> Short task
In the forum thread, what scale is each of the two models, the Yamato and the Daylight?

> Selected text
◆ ◆ ◆ ◆
Just for fun, here is a 1:200 Yamato with a 1:160 Daylight. So, scale wise, the Daylight is just a bit too big here. My son has a kickass mancave! LOL






Date: 05/22/20 18:07
Re: Daylight vs Yamato
Author: TCnR

Interesting perspective, I've been watching videos about the sea battles in the Pacific during WWII. No doubt about it, that's one big-ass battleship.

Actually there were two of them. Battlefield from BBC.

+  For those interested:

https://en.wikipedia.org/wiki/Japanese_battleship_Yamato



Edited 1 time(s). Last edit at 05/22/20 19:54 by TCnR.



Date: 05/22/20 18:32
Re: Daylight vs Yamato
Author: TheNavigator

TCnR Wrote:
-------------------------------------------------------

> Actually there were two of them. Battlefield from BBC.

Two battleships completed, 3 hulls constructed, the 3rd hull converted to an aircraft carrier.  Both battleships sunk by carrier-based aircraft and the carrier conversion was sunk by a submarine, IIRC.

Two nice models, btw.

GK



Edited 1 time(s). Last edit at 05/22/20 19:23 by TheNavigator.



Date: 05/22/20 18:49
Re: Daylight vs Yamato
Author: perklocal

Way Cool !
◆ ◆ ◆ ◆
> Records shown
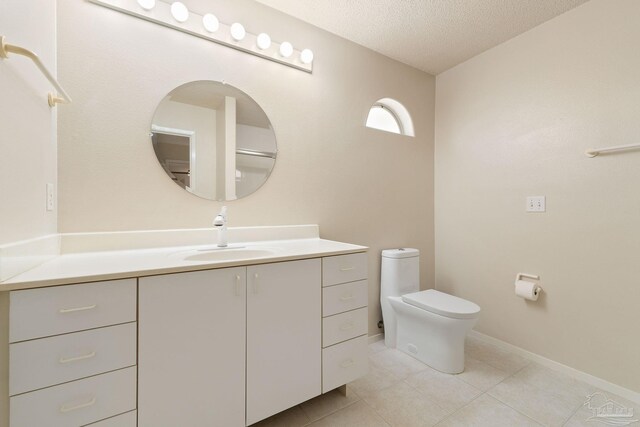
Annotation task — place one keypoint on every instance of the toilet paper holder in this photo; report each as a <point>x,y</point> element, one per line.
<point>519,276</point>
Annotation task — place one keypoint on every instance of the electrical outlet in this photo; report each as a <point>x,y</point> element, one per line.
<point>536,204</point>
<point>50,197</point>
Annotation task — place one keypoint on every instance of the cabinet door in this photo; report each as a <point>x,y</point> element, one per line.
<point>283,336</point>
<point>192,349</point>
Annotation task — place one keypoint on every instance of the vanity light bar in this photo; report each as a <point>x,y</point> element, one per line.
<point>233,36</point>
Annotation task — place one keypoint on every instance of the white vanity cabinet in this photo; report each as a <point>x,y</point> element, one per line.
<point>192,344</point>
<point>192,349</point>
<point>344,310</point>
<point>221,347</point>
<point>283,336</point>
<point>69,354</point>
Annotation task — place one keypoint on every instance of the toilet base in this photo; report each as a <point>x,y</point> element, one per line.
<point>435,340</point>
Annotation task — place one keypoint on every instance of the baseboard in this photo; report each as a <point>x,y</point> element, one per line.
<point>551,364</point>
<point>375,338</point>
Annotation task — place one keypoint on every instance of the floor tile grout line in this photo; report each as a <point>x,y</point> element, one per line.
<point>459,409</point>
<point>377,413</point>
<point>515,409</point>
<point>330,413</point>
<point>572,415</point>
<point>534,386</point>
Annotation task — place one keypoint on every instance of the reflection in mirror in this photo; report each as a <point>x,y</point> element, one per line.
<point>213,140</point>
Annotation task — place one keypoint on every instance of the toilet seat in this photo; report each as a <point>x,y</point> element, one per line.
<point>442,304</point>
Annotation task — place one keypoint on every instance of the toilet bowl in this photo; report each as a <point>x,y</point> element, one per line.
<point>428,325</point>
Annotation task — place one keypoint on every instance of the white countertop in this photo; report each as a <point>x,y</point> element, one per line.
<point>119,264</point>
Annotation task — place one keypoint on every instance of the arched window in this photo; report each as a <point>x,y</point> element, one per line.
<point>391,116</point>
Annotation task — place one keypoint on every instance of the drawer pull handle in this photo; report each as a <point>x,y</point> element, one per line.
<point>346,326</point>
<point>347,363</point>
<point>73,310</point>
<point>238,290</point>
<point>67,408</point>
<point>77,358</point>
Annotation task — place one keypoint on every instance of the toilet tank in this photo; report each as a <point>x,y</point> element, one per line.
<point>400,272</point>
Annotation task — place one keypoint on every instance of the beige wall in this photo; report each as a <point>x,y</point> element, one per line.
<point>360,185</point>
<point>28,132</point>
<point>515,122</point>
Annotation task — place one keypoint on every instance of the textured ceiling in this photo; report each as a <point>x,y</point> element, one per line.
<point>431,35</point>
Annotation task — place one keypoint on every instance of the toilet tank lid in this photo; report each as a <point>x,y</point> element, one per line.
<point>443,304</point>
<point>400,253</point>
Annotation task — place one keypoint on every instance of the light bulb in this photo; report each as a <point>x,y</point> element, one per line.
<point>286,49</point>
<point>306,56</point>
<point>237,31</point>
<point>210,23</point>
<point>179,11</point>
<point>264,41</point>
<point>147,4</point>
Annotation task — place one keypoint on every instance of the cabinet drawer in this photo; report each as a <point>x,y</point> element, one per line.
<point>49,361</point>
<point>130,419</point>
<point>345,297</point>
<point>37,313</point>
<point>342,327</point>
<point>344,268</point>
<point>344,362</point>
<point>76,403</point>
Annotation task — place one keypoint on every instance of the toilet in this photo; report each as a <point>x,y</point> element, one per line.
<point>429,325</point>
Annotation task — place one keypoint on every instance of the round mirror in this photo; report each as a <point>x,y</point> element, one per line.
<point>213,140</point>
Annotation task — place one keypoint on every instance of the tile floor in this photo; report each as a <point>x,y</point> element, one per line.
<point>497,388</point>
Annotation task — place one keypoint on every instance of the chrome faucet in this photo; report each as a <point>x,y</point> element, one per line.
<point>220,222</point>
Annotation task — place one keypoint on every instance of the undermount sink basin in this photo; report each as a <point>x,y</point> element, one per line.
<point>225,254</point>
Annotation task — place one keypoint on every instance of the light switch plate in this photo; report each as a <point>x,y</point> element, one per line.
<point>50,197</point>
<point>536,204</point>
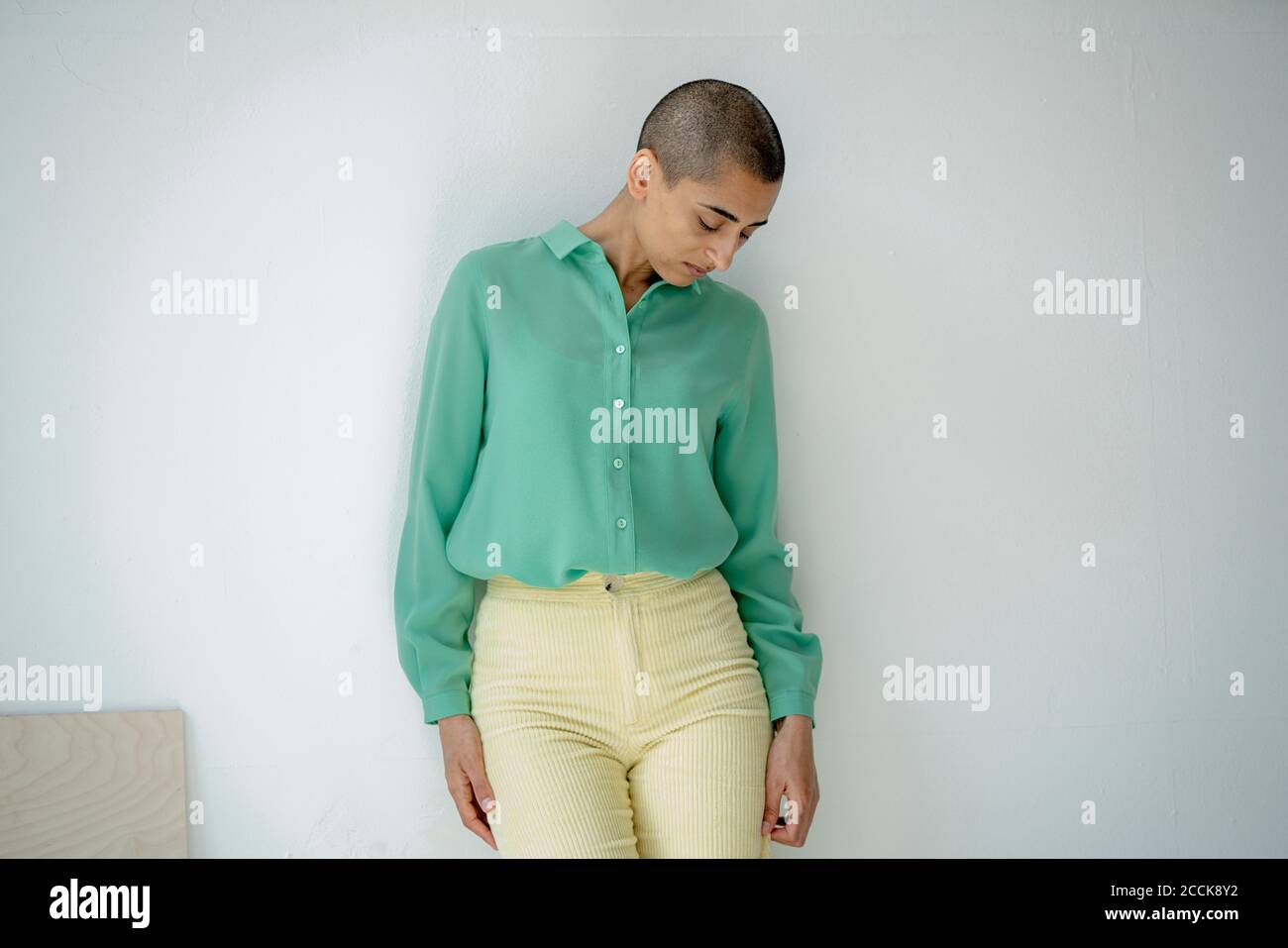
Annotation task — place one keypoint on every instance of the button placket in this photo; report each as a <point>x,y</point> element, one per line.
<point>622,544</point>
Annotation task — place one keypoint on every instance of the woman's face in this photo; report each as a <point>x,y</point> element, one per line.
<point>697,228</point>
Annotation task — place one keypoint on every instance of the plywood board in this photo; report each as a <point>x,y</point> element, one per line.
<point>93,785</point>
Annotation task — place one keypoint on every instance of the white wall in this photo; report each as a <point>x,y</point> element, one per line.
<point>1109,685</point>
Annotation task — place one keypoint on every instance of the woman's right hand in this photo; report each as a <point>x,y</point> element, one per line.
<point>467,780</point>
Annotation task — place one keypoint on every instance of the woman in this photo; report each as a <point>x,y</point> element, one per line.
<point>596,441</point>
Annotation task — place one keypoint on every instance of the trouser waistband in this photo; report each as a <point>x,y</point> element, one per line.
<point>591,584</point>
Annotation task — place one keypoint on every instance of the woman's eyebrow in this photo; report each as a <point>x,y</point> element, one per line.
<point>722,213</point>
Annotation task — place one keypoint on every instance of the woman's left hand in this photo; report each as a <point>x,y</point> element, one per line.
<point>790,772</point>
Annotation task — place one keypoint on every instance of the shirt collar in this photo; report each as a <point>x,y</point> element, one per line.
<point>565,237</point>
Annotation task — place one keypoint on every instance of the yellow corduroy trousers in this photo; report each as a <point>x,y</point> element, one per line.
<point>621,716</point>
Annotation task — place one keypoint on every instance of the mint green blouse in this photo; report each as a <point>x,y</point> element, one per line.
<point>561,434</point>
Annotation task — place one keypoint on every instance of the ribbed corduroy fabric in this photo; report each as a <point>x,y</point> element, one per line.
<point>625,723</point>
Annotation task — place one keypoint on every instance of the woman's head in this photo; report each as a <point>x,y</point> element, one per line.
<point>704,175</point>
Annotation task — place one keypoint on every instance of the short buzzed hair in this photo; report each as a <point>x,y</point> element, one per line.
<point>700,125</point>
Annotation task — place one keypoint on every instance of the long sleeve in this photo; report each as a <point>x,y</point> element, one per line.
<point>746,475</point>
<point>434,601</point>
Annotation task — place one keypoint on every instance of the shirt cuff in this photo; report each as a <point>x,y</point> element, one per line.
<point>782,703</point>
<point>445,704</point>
◆ ◆ ◆ ◆
> Output for this exercise
The Yamato is 1:200 and the Daylight is 1:160.